**THE DATA**
>>>

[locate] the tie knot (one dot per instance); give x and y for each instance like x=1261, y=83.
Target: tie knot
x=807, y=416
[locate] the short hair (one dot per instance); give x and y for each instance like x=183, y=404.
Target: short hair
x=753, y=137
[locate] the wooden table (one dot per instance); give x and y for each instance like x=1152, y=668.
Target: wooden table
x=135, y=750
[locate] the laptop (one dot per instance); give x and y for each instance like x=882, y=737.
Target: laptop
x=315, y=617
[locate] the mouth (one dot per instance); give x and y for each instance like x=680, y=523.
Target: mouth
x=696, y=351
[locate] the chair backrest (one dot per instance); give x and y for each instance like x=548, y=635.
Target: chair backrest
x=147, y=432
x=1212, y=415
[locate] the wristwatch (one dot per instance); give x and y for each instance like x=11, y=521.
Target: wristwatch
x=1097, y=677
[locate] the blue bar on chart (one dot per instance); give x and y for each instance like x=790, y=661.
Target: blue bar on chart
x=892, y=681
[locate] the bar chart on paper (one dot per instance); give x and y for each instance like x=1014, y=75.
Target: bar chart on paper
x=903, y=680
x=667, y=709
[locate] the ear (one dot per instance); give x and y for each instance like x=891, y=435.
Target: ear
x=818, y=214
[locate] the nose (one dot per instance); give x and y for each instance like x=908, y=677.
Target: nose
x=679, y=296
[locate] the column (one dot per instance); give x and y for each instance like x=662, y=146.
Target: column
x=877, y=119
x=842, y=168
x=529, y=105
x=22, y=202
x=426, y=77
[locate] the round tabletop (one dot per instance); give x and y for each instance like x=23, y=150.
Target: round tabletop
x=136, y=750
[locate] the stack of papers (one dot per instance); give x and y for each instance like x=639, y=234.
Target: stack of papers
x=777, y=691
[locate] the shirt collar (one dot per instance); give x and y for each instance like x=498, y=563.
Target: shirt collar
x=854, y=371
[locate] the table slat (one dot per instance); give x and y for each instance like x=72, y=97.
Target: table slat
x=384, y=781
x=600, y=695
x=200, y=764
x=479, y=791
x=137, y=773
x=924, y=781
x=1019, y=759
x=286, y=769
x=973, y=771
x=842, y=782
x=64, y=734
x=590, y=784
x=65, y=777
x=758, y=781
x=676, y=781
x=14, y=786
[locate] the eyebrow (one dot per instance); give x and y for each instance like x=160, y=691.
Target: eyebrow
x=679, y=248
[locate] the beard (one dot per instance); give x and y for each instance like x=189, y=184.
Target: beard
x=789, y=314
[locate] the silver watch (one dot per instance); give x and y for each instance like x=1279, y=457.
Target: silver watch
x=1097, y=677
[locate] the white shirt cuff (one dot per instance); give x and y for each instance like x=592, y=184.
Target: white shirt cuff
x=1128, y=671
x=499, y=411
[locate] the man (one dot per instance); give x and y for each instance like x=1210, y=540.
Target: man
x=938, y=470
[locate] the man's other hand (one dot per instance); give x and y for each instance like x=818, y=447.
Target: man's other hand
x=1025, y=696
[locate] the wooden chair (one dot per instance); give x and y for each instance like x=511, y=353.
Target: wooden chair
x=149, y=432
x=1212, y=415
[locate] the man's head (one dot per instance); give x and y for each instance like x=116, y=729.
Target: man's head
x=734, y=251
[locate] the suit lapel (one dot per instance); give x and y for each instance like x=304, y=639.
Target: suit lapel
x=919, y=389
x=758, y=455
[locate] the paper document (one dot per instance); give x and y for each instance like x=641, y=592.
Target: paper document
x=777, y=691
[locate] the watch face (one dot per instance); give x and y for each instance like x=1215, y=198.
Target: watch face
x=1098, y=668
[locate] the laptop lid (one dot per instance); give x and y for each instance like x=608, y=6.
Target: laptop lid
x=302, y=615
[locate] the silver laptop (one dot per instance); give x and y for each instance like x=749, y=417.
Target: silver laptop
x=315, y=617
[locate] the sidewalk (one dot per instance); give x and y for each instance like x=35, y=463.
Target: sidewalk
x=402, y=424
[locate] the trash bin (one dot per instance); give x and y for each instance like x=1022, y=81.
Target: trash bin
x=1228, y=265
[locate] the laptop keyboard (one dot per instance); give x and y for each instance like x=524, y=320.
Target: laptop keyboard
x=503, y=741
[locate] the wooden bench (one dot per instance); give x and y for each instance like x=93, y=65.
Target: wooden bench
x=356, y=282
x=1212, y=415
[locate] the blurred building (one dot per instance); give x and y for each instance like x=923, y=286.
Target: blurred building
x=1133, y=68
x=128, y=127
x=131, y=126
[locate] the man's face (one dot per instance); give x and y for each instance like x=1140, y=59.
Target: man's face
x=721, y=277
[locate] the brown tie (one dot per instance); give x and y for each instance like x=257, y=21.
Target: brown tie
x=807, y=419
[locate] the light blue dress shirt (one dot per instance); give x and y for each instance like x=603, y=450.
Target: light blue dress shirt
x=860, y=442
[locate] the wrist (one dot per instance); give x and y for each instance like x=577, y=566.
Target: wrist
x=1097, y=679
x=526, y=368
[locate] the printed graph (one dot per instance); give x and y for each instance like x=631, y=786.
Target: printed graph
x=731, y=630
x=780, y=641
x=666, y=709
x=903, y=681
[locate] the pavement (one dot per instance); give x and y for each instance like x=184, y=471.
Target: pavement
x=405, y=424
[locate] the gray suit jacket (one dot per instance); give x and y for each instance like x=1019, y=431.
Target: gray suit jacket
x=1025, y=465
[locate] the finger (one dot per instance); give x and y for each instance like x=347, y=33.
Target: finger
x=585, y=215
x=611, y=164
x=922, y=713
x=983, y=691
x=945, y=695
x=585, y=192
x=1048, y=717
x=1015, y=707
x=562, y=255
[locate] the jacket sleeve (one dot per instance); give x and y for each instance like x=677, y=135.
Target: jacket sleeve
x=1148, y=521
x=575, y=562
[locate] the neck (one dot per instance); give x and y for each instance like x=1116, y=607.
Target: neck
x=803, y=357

<<<

Print out each record above exactly, with nothing omitted.

[locate] the tie knot (one dot per instance); give x and y for each instance like x=1261, y=83.
Target: tie knot
x=807, y=416
[locate] the short hair (one dot per instance); give x and y for each instance like x=183, y=404.
Target: short hair
x=753, y=137
[locate] the wooden table (one dot per instance); give x and y for each instance like x=1152, y=668.
Target: wooden table
x=135, y=750
[locate] the laptop (one dot per instance); give x and y for each instance like x=882, y=737.
Target: laptop
x=315, y=617
[locate] the mouth (one dot per instance); give x and y for each instance like x=680, y=523.
Target: mouth
x=696, y=351
[locate] the chair backrest (one dot per instance); give x and y for each instance like x=548, y=635.
Target: chair backrest
x=147, y=432
x=1212, y=415
[locate] the wristwatch (one dot per instance); give x and y for each instance like x=11, y=521.
Target: wristwatch
x=1097, y=677
[locate] the blue bar on chart (one dot per instance); give x and y for each instance like x=790, y=661.
Target: blue bar on chart
x=892, y=681
[locate] the bar chart on paper (one dot per instance); give x and y for each instance like x=1014, y=75.
Target: bar chart on paper
x=903, y=680
x=667, y=709
[locate] the ear (one dot per instance); give x and y for each instance like x=891, y=435.
Target: ear
x=818, y=214
[locate] the nose (one dot per instance); give x and y for each instance like x=908, y=677.
Target: nose
x=679, y=296
[locate] the column (one dot per instance); give x and y for each instance like x=662, y=146.
Target: column
x=877, y=119
x=842, y=168
x=529, y=105
x=22, y=202
x=426, y=77
[locate] the round tabletop (one dot per instance); give x and y for each instance like x=23, y=150.
Target: round tabletop
x=136, y=750
[locate] the stack of papers (one dot per instance); give x and y for each instance like x=639, y=234.
Target: stack of papers
x=777, y=691
[locate] the shirt collar (one dot per instance); give x and y for each instance like x=498, y=563.
Target: shirt collar
x=854, y=371
[locate] the table slat (one dot per instance); give x and y for each instance like x=72, y=97.
Target: table slat
x=384, y=781
x=600, y=695
x=200, y=764
x=479, y=791
x=137, y=773
x=924, y=781
x=1019, y=759
x=286, y=769
x=973, y=771
x=842, y=782
x=64, y=734
x=590, y=784
x=65, y=777
x=758, y=781
x=676, y=781
x=14, y=786
[locate] the eyebrow (one dot per instance); give x and y for each instance like x=160, y=691.
Target: eyebrow
x=679, y=248
[locate] the beard (one dot per instance); give x and y for each instance like x=189, y=184.
Target: beard
x=789, y=314
[locate] the silver watch (one dot per instance); give x and y for each instance like x=1279, y=457.
Target: silver watch
x=1097, y=677
[locate] the white shirt cuff (one dot per instance); give x and y for each instance like x=592, y=184.
Target: white shirt cuff
x=1128, y=671
x=499, y=411
[locate] the man (one dot per instance); give x and y for each instance like x=1210, y=540.
Target: man
x=938, y=470
[locate] the man's other hand (one dot per instance); give x and y for each instance like x=818, y=447.
Target: man's other hand
x=1025, y=696
[locate] the wooden chair (one dot per instance); give x and y for each instance like x=511, y=353.
Target: wooden chair
x=149, y=432
x=1212, y=415
[locate] the man's head (one dot per instance); give x and y for each instance like x=116, y=729.
Target: man's head
x=734, y=251
[locate] the suit lapel (one dot per instance); give x and y for each instance like x=304, y=639.
Target: suit lapel
x=919, y=389
x=758, y=455
[locate] the paper document (one dot per instance); give x and y for each instance like x=641, y=592.
Target: paper document
x=777, y=691
[locate] the watch face (one dot per instance); give x and y for each instance like x=1215, y=198.
Target: watch face
x=1098, y=668
[locate] the laptop lid (one dot per instance); give x and y for each instance like x=608, y=6.
Target: laptop lid
x=302, y=615
[locate] the silver laptop (one dot per instance); give x and y for each instance like x=749, y=417.
Target: silver laptop
x=315, y=617
[locate] the sidewalk (one dot per instance); give x and y for each instance like x=35, y=463.
Target: sidewalk
x=402, y=424
[locate] the trash bin (one dot per instance); give x and y for each instance like x=1022, y=81.
Target: trash bin
x=1228, y=265
[locate] the laptop keyboard (one dot per instance); give x and y for each instance like x=524, y=320.
Target: laptop keyboard
x=503, y=741
[locate] the wooden bench (one dot per instance); give x and y for each instance like x=93, y=65.
Target: wooden bench
x=356, y=282
x=1212, y=415
[locate] the blurred building (one dot per instance); give x and y for each instance like x=923, y=286.
Target: blurred building
x=1133, y=68
x=128, y=127
x=131, y=126
[locate] the man's face (one dot per instance); give x and y for each instance like x=1140, y=59.
Target: man's face
x=721, y=277
[locate] the brown tie (one dot per instance); give x and y for each instance like x=257, y=21.
Target: brown tie
x=807, y=419
[locate] the light blue dress shirt (one dot per instance); give x and y for each instance like x=603, y=450.
Target: light blue dress shirt
x=860, y=442
[locate] the wrist (one dot per instance); give x and y for each instance like x=577, y=566.
Target: wrist
x=1097, y=679
x=526, y=368
[locate] the printed graph (one dot per instance); give x and y for each instance like x=631, y=786.
Target: printed graph
x=731, y=630
x=780, y=641
x=666, y=709
x=903, y=681
[locate] the pavement (one dot per instance); give x and y for each instance like x=184, y=471.
Target: pavement
x=405, y=424
[locate] the gray suit jacket (one dot per instance); give x and y for each instance like x=1019, y=431.
Target: gray suit jacket
x=1025, y=465
[locate] the finger (one dot per instance); give x and y for each instance like x=347, y=33.
Target: finger
x=585, y=215
x=611, y=164
x=922, y=713
x=983, y=691
x=945, y=695
x=585, y=192
x=1048, y=717
x=1015, y=707
x=562, y=255
[locate] the jacket sleeve (one dot per instance); give x and y for each instance like x=677, y=135.
Target: jacket sleeve
x=1148, y=521
x=575, y=562
[locate] the neck (one dot per instance); give x and y for each instance like x=1116, y=607.
Target: neck
x=803, y=357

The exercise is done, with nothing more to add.